Repeat back the entries that follow, keeping every word as it is.

Segment Open

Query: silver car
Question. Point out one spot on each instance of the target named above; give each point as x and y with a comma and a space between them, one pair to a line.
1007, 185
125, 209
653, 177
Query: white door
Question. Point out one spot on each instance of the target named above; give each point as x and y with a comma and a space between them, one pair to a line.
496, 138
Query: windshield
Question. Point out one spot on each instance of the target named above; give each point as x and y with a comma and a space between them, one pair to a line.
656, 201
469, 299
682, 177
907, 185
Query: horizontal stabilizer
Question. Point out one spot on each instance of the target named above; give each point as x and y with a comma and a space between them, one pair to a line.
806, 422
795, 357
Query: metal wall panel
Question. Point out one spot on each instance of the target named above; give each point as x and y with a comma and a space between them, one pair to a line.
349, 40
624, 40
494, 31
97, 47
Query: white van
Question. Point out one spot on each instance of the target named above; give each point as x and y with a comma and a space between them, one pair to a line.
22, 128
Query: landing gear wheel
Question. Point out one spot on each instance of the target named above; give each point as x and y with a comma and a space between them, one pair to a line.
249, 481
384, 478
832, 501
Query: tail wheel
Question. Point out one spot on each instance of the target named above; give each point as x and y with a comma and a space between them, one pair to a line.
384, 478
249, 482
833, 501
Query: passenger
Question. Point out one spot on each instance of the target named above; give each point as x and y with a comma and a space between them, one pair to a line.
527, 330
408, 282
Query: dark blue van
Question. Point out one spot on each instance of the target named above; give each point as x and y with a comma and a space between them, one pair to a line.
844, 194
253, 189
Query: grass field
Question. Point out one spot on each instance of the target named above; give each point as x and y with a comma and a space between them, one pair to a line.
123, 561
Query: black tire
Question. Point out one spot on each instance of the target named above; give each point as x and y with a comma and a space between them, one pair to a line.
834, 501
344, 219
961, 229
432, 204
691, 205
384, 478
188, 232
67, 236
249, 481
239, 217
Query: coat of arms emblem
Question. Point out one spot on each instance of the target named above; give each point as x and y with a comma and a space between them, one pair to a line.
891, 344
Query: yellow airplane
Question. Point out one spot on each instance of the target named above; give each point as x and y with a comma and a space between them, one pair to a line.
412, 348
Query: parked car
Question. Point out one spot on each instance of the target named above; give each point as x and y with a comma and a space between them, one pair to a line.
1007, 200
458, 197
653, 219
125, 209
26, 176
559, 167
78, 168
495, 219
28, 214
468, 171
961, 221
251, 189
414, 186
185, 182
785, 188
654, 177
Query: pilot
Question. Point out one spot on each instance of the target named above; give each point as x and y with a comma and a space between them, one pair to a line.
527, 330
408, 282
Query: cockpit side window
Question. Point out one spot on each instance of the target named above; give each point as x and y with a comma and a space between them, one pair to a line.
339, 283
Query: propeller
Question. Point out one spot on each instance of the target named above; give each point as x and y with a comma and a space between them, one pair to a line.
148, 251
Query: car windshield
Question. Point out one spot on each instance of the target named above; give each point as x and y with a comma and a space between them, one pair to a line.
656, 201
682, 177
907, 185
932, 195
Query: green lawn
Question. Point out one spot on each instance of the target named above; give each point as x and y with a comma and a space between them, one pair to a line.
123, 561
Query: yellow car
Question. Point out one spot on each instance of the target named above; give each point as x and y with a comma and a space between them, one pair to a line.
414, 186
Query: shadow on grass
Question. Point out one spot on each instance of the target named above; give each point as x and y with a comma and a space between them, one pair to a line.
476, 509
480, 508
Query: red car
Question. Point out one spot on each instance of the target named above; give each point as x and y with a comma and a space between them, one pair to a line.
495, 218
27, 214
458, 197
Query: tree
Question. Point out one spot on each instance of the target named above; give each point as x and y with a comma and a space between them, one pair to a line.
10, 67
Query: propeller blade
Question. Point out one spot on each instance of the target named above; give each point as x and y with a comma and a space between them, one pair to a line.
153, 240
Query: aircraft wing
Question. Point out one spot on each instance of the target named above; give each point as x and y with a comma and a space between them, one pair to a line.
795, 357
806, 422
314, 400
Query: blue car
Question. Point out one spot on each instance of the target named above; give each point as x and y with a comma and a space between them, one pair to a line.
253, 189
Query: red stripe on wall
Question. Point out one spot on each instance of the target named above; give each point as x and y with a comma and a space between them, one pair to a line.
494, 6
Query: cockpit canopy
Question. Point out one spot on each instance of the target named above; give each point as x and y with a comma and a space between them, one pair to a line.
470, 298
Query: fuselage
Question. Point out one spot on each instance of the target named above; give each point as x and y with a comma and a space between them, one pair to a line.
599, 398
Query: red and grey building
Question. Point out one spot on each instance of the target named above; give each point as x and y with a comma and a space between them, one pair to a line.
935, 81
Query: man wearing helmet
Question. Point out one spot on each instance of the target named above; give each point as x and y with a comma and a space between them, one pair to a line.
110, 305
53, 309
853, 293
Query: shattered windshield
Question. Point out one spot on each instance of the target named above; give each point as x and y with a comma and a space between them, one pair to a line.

Segment Closed

(Your response):
Query: silver car
Question. Point out one spot on each instance of the target named above; give each point as x and y with a comma and a space between them, one pair to a line.
1007, 185
125, 209
653, 177
Query: white door
Question. Point out one spot on each instance of the target named above; give each point as x and y with a comma and a space between them, one pair to a line.
496, 138
Query: windshield
Question. Point out one spot on each instance of the target named above; give each point as x and y with a comma and a space between them, one pair to a line.
656, 201
469, 299
682, 177
907, 185
Query: horizontal stabilizer
Question. Point out one spot on each instance of the target named above; give each point as x and y with a comma and a space between them, one pair to a line.
806, 422
795, 357
Query: metal wall panel
Question. Point out one spot on each instance of the target named above; give each point as x and y with a comma and a space between them, one pair to a line.
349, 40
624, 40
494, 31
97, 47
Query: white van
Question. Point out one spot on each instance of the target named above; give each point as x and y with a comma and a space between them, one pair to a line.
22, 128
Query: landing gear wheel
Question. Point out one spot on each instance of the target named above; give each point as x and y with a comma and a space between them, one pair to a line.
249, 481
384, 478
832, 501
Query: tail wheel
Question. Point out one spot on each instance of the target named above; give each point as x and y with a comma and a space between them, one pair to a line.
384, 478
249, 482
833, 501
Query: passenger
Question. Point out one spot on each instance of the target named above; give each point as x and y with a comma and a space between them, one pair to a line.
527, 330
408, 282
Query: dark blue van
Question. Point out one spot on each instance of the target named above; give each point as x and y with a comma and a space between them, one pair to a line.
844, 194
253, 189
Query: grass field
Question. Point out one spot on each instance of the target named above; give each point as x and y with a comma and a space between them, one pair to a line.
123, 561
Query: black tire
Question. Point out one spot on each instance of the target named above; give each point as x and y with a comma and a space between them, one pair to a line.
834, 501
344, 219
961, 229
432, 204
691, 205
384, 478
188, 232
67, 236
249, 481
239, 217
Query: coat of arms emblem
Question. Point out one spot on each instance of the target named above; give each point as x and y with a comma and a space between them, one pair to a line.
891, 344
Query: yellow airplane
Question. Point out one spot on each instance of the target named above; give each point as x and y with a comma and a space between them, one pair to a line.
412, 348
Query: parked car
Question. Point out one spot on each instance of the target named above; give each point as x and y with a comma and a space between them, one pair to a line.
1007, 200
458, 197
653, 219
125, 209
26, 176
559, 167
78, 168
495, 219
28, 214
468, 171
961, 221
251, 189
414, 186
185, 182
785, 188
654, 177
Query: pilot
Question. Point out one spot on each instance of the target named above; give each point as x and y with a comma and a space between them, one pair to a line.
527, 330
408, 282
Query: cockpit side window
Question. Point out one spot on each instance of the target named above; give each point as x and y with a comma and a space between them, one pair to a line.
339, 283
Query: propeller
Question. Point out one spot on each instance of the target named above; give each point as x and y with a comma and a space between them, one pair to a line.
148, 251
Query: car windshield
Question. Point out one spot on each instance of the target named above; give each point as x and y with a comma and a space between them, one pair to a line.
656, 201
682, 177
907, 185
932, 195
Query: green lawn
Question. Point out one spot on each instance of the target named above; give each point as x and y with a comma and a space between them, one pair to a line.
123, 561
Query: yellow car
Question. Point out one spot on each instance of the target named above; give each point as x and y with a comma and a space between them, one pair to a line.
414, 186
Query: shadow on grass
Question. Point out one spot on each instance of the target named above; give each point as x and y with a comma and a space between them, one pair to a line.
476, 509
480, 508
Query: red car
Question. Point out one spot on each instance of the target named above; give each point as x and y with a comma and a space between them, one pair to a line.
495, 218
27, 214
458, 197
Query: tree
Question. Point out one spot on each instance of the target named above; give each point as x and y with a comma and a space between them, one pair to a line.
10, 67
Query: propeller blade
Question. Point out one spot on each instance of the target named above; give each point as x and y with a comma and a space between them, one pair to a line.
153, 240
Query: aircraft wing
Question. Point out one spot on each instance of the target named above; give each point as x and y with a comma and a space between them, one pair to a line.
795, 357
806, 422
314, 400
Query: blue car
Question. Point out one spot on each instance of the target named above; give each point as x and y with a comma and a space between them, one pair to a line.
253, 189
Query: red stripe on wall
Question. Point out one spot on each instance of the target named above; give each point as x and y with a comma and a space between them, one pair to a line.
494, 6
Query: cockpit canopy
Question. Point out one spot on each instance of the target named above; give each point as x and y with a comma and a space between them, one pair to a line.
470, 298
Query: fuselage
Question. Point out one spot on each instance of the target named above; give each point as x and y with a comma and a space between them, one pair to a line.
599, 398
Query: red and grey building
Question. Point out one spot on each instance of the target named above; give each point as x and y with a comma and a space between them, one pair to a line.
935, 81
Query: man wearing helmet
Question. Point out one spot on each instance of the target named above; give each point as x and y with a comma and a space between them, one pair to a line.
110, 305
53, 309
853, 293
Query: shattered windshield
Question. Point out one spot on each instance of the target named above; give each point as x and y with a comma and a space between them, one pair to a line.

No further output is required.